→ Task goal
Substitute "baseball cap" for "black cap" in the listing, from the line containing "For the benchmark, annotate every instance of the woman wearing" through the end of the listing, inclusive, and return only those lines with everything else unchanged.

→ Material shown
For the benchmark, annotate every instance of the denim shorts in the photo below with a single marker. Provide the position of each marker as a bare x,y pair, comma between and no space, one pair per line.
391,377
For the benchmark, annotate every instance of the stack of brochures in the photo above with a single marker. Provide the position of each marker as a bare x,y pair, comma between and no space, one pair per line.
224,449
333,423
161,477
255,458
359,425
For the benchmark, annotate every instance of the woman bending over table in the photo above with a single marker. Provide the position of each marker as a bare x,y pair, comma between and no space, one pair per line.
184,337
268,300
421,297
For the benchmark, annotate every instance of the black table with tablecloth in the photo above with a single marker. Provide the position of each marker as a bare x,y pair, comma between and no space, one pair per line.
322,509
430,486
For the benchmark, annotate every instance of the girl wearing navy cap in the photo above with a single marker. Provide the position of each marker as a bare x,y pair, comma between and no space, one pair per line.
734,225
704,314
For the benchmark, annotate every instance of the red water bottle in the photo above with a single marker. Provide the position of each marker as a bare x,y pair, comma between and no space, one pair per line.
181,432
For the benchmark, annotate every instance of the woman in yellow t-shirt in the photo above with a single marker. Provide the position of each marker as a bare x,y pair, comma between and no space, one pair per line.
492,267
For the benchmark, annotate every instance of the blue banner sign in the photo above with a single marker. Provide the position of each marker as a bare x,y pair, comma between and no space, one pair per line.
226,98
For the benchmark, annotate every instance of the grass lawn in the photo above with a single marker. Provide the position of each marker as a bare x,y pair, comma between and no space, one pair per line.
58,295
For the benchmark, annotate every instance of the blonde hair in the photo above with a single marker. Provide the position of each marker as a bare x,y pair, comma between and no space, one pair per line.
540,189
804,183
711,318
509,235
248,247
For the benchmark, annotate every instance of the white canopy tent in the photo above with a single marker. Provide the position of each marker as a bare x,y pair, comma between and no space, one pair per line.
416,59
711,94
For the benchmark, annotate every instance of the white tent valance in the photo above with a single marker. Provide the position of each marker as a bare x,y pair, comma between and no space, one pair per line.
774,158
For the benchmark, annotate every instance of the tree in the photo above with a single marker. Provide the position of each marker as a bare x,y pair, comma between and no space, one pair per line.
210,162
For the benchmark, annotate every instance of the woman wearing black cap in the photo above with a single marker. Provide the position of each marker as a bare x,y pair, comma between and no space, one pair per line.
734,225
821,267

→ Exercise output
For the benchmark, annotate every instance of the woman wearing baseball cap in the photo above with a single marker. Provide the position of each marker as a bare x,y pair, comma between and no space, one pair per line.
734,225
821,267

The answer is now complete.